Your task> Copy out each line below verbatim, skipping any picture.

Data to process>
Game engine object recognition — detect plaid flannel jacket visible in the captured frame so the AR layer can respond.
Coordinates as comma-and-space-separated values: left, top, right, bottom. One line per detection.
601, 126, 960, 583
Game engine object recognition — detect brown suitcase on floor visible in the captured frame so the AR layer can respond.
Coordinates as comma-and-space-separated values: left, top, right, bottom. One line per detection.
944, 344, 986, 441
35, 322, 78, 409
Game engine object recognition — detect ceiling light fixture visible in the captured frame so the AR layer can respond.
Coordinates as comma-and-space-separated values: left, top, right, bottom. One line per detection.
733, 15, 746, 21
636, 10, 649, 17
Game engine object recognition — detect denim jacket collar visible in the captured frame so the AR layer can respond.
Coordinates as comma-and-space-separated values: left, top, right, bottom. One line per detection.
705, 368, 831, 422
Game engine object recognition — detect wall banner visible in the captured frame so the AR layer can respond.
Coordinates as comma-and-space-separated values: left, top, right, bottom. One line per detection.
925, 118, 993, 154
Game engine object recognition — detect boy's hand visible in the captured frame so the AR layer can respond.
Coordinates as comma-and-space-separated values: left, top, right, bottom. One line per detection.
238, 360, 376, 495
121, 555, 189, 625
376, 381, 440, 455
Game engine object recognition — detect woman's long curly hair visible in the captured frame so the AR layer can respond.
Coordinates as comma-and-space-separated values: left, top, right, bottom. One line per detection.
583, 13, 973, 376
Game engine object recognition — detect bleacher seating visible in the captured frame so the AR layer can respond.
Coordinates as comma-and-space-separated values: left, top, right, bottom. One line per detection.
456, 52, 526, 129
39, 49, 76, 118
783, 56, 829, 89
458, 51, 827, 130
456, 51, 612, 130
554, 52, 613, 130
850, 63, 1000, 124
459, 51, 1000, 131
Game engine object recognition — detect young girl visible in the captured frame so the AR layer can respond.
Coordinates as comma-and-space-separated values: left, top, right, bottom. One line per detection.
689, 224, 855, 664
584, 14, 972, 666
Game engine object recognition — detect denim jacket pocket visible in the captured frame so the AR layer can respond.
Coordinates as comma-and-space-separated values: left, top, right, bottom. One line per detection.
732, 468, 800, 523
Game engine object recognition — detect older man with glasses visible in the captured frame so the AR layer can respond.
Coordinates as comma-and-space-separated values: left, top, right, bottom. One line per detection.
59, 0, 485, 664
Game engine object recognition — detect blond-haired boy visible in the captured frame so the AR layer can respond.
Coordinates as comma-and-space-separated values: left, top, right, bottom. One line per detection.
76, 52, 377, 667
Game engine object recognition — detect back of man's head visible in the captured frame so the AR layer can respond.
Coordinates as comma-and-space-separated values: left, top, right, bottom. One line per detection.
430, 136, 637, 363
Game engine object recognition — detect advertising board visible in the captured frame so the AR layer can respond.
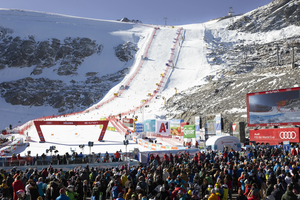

Final answer>
Game engine object recognition — detect plaid flannel jacket visible in the captured frame so the AR layer can respond.
Coordinates as comma-and-space-separated values: left, top, right, bottom. One line per detection.
601, 126, 960, 583
Game engine object recognition — detect brown suitcase on floor visible in the captured frame so the AR layer can respond.
Coordinates as comma-and-space-separated values: left, top, right, bottom. One line per detection.
944, 344, 986, 441
35, 322, 78, 409
Game engine object recognition — detect ceiling light fixture visible in the captured frame so the AR layer can respond.
Coordinates as comma-and-space-separated values: left, top, right, bottom. One line per detection.
733, 15, 746, 21
636, 10, 649, 17
Game engine object recognition — detect denim jacket collar visible in the captured frame so the AR layer can respond.
Coordinates as comma-and-space-separated values: left, top, right, bottom. One line per detection.
705, 368, 831, 422
Game engine object recognition — detect wall banner visible in the captured frame so the AR layer can respond.
Coordinates as comma-and-space-separated values: left, top, right, bottom. One line per detection.
925, 118, 993, 154
Game engine object recognition — detect boy's hand visible in the captured frame so the AR layer can respond.
Coordinates as comma-and-space-separated values: left, top, right, bottom. One line per detection.
238, 360, 376, 495
121, 555, 189, 625
376, 381, 440, 455
Game engine object recognition — detect woman's long curly hair visible in the captured frame so the AR layer can respond.
Coordinates as comma-and-space-separated values: left, top, right, bottom. One line per detection.
583, 13, 973, 376
Game engine object recognition — detect bleacher seating visible in the captured frame so the AR layer can respond.
Coordinates as comma-and-space-separated values: left, top, right, bottom. One line per detection.
456, 52, 526, 129
39, 49, 76, 118
783, 56, 829, 89
458, 51, 827, 130
456, 51, 612, 130
554, 52, 613, 130
850, 63, 1000, 124
459, 51, 1000, 131
Game engine object recognition — detect young girl visible in the captured frame so the AR layer can respond.
Coordinates as comma-and-space-separated values: left, top, right, bottom. One line per detection.
689, 224, 855, 664
584, 14, 972, 666
Game engine object recognition — detect denim jacket pocket visible in the captured frame so the AR layer can respond.
Coordinates as comma-and-space-separated values: left, top, right, bottom. One line per detection.
732, 468, 800, 523
Game engine object recognition — detect older man with glasses visible in the captured frame so the AR layer can respond.
Coordinates as comma-and-space-separated values: left, top, right, bottom. One line per detection.
59, 0, 485, 664
Game engine object recognition — detect blond-haired boy visible in the captured frame so the AR layer can respond.
Coordinates as comma-and-space-separated values: left, top, right, bottom. One line per detection.
76, 52, 377, 667
Game engine object recognition — detect back of man's head visible in the captured frame so the AR layer can respond.
Coordinates as comma-and-space-separated values: left, top, right, bottom. One line per detection.
430, 136, 637, 363
Game engine object recognition — detect advertising board visible in the captured frame so the AR layer can respond.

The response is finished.